Snapping three days of losing
streak, Indian equity benchmarks ended the Monday's trade in green terrain with
frontline gauges reclaiming their crucial 36,500 (Sensex) and 11,000 (Nifty)
levels. After a weak start, the key indices remained lackluster for the most
part of the trading session, impacted by India Meteorological Department's
(IMD) report stating that at the end of the four-month-long monsoon season this
year, the rainfall recorded in the country as a whole has remained 9% short of
the normal mark. Domestic sentiments were also pessimistic with the RBI's
report stating that India's external debt declined 2.8% to $514.4 billion at
June-end over the previous quarter on account of a decrease in commercial
borrowings, short-term debt and non-resident Indian (NRI) deposits. Some
concerns also came with a report that overseas investors pulled out a massive
Rs 21,000 crore ($3 billion) from the capital markets in September, making it
the steepest outflow in four months, on widening current account deficit amid
global trade tensions. However, the last hour buying by the traders coupled
with positive macroeconomic data helped the key indices to recover their
losses. Business activity in Indian manufacturing sector picked up in the month
of September 2018, amid firmer gains in new orders, output and employment. As
per the survey report, the Nikkei India Manufacturing Purchasing Managers'
Index (PMI) - a composite single-figure indicator of manufacturing performance
- rose to 52.2 in September from 51.7 in August. Besides, Goods and Services
Tax (GST) mop-up rose to Rs 94,442 crore in September, from Rs 93,690 crore in
the previous month. Adding some relief, ASSOCHAM's latest report showed that
India's exports hold a promising outlook, with the US economy growing at its
best in four years coupled with the rupee depreciation leading to enhanced net
revenue realizations. The market participants took some support with the joint
report between the International Monetary Fund (IMF), World Trade Organization
(WTO) and World Bank stating that India's economic reforms and growth story
provides compelling indication that openness in services contributes to long
run growth performance. Finally, the BSE Sensex gained 299.00 points or 0.83%
to 36,526.14, while the CNX Nifty was up by 77.85 points or 0.71% to 11,008.30.
The US markets closed choppy
trading day mostly in red on Tuesday, while the Dow Jones Industrial Average
settled at record high, after the news that the US, Canada and Mexico have
reached a new free trade deal to replace the North American Free Trade
Agreement (NAFTA). The lackluster performance on Wall Street came as traders
seemed reluctant to make significant moves amid a quiet day on the US economic
front. Also, lingering uncertainty about trade also kept some traders on the
sidelines. Meanwhile, reports of the last-minute cancellation of US Defense
Secretary Jim Mattis' trip to China have added to the concerns about rising
tensions. Traders were cautious as Federal Reserve Chairman Jerome Powell
delivered remarks at the annual meeting of the National Association for
Business Economics in Boston. Powell acknowledged concerns about the outlook
for inflation due to the low unemployment rate but said the Fed stands ready to
act with authority if inflation expectations drift materially up or down. Powell
said this historically rare pairing of steady, low inflation and very low
unemployment is testament to the fact that they remain in extraordinary times.

WHAT TO DO:
(1) Using the market report, say whether each statement agrees with it. For each, answer yes or no and quote the deciding words.
(a) The BSE Sensex closed at 36,526.14.
(b) GST collections fell in September.
(c) Monsoon rainfall ended the season above the normal mark.
(2) Extend the market report past its final sentence.

EXTRACTED INFORMATION:
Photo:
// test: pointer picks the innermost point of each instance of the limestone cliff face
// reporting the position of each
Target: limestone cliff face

==

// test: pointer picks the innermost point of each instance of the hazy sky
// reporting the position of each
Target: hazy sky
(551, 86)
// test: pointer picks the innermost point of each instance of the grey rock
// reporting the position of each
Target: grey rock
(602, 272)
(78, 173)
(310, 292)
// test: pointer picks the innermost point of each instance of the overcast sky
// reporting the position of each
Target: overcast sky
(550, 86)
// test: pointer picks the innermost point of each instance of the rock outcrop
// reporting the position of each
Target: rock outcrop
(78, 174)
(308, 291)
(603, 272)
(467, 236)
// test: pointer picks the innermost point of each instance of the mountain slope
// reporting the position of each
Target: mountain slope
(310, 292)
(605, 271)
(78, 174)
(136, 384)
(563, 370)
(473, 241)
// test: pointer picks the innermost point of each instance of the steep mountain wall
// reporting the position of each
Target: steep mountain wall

EXERCISE RESULTS:
(1)
(a) Yes: "the BSE Sensex gained 299.00 points or 0.83% to 36,526.14"
(b) No: "Goods and Services Tax (GST) mop-up rose to Rs 94,442 crore in September, from Rs 93,690 crore in the previous month"
(c) No: "the rainfall recorded in the country as a whole has remained 9% short of the normal mark"

(2)
He added their ongoing policy of gradual interest rate normalization reflects
their efforts to balance the inevitable risks that come with extraordinary
times, so as to extend the current expansion, while maintaining maximum
employment and low and stable inflation. Nasdaq declined 37.76 points or 0.47
percent to 7,999.55 and the S&P 500 fell 1.16 points or 0.04 percent to
2,923.43, while Dow Jones Industrial Average gained 122.73 points or 0.46
percent to 26,773.94.
After rallying near four-year
high in previous session, crude oil futures ended lower on Tuesday as
expectations of a rise in US stocks and the Organization of the Petroleum
Exporting Countries' (OPEC's) increased production muted Monday's bullishness
caused by supply concerns and a new trade deal between the US, Canada and
Mexico. Besides, investors awaited weekly data, due early Wednesday, that are
expected to reveal a second straight climb in US crude inventories. Benchmark
crude oil futures for November declined 7 cents or less than 0.1 percent to
settle at $75.23 a barrel on the New York Mercantile Exchange. December Brent
crude was down by 18 cents or 0.2 percent to settle at $84.80 a barrel on
London's Intercontinental Exchanged.
Indian
rupee slumped to a fresh record closing low against the US dollar on Monday, on
fresh bouts of dollar demand from importers. The sentiments were under pressure
despite measures announced by the central bank to support the currency. The
Reserve Bank of India (RBI) announced plans to purchase government bonds worth
Rs 36,000 crore to boost liquidity in the system. Further, traders were
cautious with India Meteorological Department (IMD) stating that at the end of
the four-month-long monsoon season this year, the rainfall recorded in the
country as a whole has remained 9 percent short of the normal mark. On the
global front, US dollar strengthened against its most major opponents on
Monday, as the US and Canada inked deal to reshape North American Free Trade
Agreement, which gives US farmers more access to Canada's dairy market and
shield Canada from the imposition of possible autos tariffs of the US. Finally,
the rupee ended at 72.91, 42 paise weaker from its previous close of 72.49 on
Friday.
The FIIs as per Monday's data
were net sellers in equity and debt segments both. In equity segment, the gross
buying was of Rs 7377.21 crore against gross selling of Rs 9075.84 crore, while
in the debt segment, the gross purchase was of Rs 451.98 crore with gross sales
of Rs 1121.20 crore. Besides, in the hybrid segment, the gross buying was of Rs
0.97 crore against gross selling of Rs 1.41 crore.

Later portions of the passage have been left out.